[Quoted passage start]

Agreement provides duty-free access for 97% of exports to EU, PM Ardern says

New Zealand Prime Minister Jacinda Ardern expects the deal to increase exports to the EU.   © Reuters

BRUSSELS (AP) -- The European Union and New Zealand said Thursday they have concluded a free trade deal after four years of negotiations and sealed a partnership to reinforce their cooperation against organized crime and terrorist groups.

According to the EU, trade with New Zealand is expected to increase by 30% as a result of the deal, with removing tariffs alone saving businesses 140 million euros ($146 million) in duties per year.

"This is a historic moment," said Ursula von der Leyen, the head of the EU's executive branch. "It is a solid and it is a modern trade agreement. It brings major opportunities to our companies, our farmers, our consumers. And important: on both sides."

The 27-nation bloc said Thursday that EU investment flows into New Zealand could increase by over 80%.

Bilateral trade in goods between the two partners has risen steadily in recent years, reaching almost 7.8 billion euros in 2021. The EU is New Zealand's third-biggest trade partner.

New Zealand Prime Minister Jacinda Ardern said the deal provides duty-free access for 97% of New Zealand's current exports to the EU, with 91% being lifted on the day the deal will be implemented.

Von der Leyen said the deal protects 200 European agri-food products with geographical indicators, and guarantees that almost all tariffs will be eliminated on EU exports to New Zealand.

The deal will enter into force once the European Parliament has endorsed it and New Zealand has ratified it.

In addition, both sides agreed on closer cooperation on law enforcement with a deal between New Zealand and Europol, the EU's crime agency. Von der Leyen said it will help prevent terrorist attacks that took place in previous years on EU and New Zealand soil and will address online terrorist content.

[Quoted passage end]
[Supplied material start]

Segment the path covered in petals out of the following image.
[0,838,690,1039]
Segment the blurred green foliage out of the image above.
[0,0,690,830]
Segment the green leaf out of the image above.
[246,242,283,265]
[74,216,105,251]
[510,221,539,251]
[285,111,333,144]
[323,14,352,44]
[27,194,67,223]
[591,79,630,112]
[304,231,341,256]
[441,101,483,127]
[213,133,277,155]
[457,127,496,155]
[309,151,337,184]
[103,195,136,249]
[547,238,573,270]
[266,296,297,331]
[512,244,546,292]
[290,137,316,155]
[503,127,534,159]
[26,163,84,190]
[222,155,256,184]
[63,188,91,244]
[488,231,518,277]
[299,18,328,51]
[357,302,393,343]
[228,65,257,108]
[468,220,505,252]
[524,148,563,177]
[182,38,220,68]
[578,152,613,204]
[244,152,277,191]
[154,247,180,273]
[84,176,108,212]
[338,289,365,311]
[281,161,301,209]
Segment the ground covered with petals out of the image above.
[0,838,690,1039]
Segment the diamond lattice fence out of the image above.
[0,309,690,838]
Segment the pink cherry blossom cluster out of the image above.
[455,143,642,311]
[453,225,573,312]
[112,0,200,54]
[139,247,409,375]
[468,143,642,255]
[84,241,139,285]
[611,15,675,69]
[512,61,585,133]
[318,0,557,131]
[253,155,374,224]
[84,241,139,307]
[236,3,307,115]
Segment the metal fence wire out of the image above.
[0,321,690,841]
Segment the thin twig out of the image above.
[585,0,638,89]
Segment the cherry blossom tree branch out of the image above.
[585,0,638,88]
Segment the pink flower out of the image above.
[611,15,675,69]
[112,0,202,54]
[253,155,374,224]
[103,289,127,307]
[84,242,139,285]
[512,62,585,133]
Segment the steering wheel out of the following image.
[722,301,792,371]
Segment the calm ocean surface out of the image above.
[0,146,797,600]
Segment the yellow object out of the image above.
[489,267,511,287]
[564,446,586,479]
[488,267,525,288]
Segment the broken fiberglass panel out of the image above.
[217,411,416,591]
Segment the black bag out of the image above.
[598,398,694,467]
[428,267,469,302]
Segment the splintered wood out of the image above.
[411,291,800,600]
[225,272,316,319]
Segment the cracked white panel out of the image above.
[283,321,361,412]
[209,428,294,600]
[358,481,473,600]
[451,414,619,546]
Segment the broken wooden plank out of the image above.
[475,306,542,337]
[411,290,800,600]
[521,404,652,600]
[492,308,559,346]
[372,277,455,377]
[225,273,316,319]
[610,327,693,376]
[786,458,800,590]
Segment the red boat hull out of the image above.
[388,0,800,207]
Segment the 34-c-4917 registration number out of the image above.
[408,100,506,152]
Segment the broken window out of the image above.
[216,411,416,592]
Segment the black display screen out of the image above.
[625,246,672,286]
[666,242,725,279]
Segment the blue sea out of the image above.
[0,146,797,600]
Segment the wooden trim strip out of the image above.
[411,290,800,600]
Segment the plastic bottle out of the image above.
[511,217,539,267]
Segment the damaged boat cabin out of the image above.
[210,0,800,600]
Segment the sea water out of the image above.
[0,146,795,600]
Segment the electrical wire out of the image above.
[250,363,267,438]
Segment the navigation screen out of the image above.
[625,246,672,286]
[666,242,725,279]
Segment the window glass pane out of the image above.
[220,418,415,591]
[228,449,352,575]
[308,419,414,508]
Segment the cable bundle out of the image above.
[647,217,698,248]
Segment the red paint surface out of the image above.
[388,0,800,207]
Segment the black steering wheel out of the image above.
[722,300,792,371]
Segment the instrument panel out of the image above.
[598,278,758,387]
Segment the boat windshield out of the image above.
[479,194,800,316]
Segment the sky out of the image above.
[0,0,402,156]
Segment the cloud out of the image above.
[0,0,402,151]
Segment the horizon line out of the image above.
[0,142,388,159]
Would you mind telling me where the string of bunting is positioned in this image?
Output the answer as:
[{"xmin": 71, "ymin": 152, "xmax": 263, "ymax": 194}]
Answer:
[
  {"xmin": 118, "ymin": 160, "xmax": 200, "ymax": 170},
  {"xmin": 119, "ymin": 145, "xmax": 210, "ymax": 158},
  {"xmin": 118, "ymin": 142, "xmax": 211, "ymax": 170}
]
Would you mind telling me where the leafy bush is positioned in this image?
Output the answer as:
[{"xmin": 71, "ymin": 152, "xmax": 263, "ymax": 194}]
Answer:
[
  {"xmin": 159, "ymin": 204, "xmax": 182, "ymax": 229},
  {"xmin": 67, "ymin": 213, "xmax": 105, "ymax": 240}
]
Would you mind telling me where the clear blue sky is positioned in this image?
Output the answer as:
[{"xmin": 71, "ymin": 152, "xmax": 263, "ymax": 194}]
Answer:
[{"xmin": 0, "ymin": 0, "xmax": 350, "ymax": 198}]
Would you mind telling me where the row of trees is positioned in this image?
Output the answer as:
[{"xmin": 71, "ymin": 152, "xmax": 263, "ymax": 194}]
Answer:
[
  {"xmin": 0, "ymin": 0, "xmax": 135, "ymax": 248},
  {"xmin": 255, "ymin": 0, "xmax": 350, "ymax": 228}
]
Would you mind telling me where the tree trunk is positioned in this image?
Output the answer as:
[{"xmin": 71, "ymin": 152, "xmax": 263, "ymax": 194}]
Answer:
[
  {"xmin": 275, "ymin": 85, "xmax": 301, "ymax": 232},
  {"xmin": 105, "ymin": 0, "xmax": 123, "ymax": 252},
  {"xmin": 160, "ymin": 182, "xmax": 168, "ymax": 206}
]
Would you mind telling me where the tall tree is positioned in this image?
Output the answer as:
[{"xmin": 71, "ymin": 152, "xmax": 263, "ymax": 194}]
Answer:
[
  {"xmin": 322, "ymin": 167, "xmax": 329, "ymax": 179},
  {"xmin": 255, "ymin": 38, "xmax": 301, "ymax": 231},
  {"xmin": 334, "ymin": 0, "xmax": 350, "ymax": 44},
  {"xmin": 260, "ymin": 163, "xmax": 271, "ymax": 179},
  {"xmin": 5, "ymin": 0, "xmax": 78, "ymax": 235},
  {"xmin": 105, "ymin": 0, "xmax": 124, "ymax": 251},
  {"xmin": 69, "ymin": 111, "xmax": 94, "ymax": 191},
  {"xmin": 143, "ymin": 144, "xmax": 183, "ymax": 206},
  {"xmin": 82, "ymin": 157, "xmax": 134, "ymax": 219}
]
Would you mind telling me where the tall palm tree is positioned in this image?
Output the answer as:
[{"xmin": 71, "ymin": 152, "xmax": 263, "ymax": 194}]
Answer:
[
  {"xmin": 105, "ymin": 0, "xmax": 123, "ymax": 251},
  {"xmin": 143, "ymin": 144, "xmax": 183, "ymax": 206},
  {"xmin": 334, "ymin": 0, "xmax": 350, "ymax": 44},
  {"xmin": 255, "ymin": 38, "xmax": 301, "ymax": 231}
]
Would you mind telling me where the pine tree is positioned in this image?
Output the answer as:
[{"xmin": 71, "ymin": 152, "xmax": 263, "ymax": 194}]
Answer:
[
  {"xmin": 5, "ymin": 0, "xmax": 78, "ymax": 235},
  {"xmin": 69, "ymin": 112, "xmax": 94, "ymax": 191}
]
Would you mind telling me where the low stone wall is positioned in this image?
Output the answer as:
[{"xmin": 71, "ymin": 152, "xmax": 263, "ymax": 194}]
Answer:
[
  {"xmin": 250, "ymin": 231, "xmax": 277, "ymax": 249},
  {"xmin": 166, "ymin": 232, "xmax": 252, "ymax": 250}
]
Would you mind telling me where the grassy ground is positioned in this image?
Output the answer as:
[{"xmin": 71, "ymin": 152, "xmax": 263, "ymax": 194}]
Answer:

[Supplied material end]

- Given exercise
Copy word for word the stretch of the article on the EU–New Zealand trade deal from "The 27-nation bloc" through "has ratified it.". You won't need the entries for this.

- Exercise output
The 27-nation bloc said Thursday that EU investment flows into New Zealand could increase by over 80%.

Bilateral trade in goods between the two partners has risen steadily in recent years, reaching almost 7.8 billion euros in 2021. The EU is New Zealand's third-biggest trade partner.

New Zealand Prime Minister Jacinda Ardern said the deal provides duty-free access for 97% of New Zealand's current exports to the EU, with 91% being lifted on the day the deal will be implemented.

Von der Leyen said the deal protects 200 European agri-food products with geographical indicators, and guarantees that almost all tariffs will be eliminated on EU exports to New Zealand.

The deal will enter into force once the European Parliament has endorsed it and New Zealand has ratified it.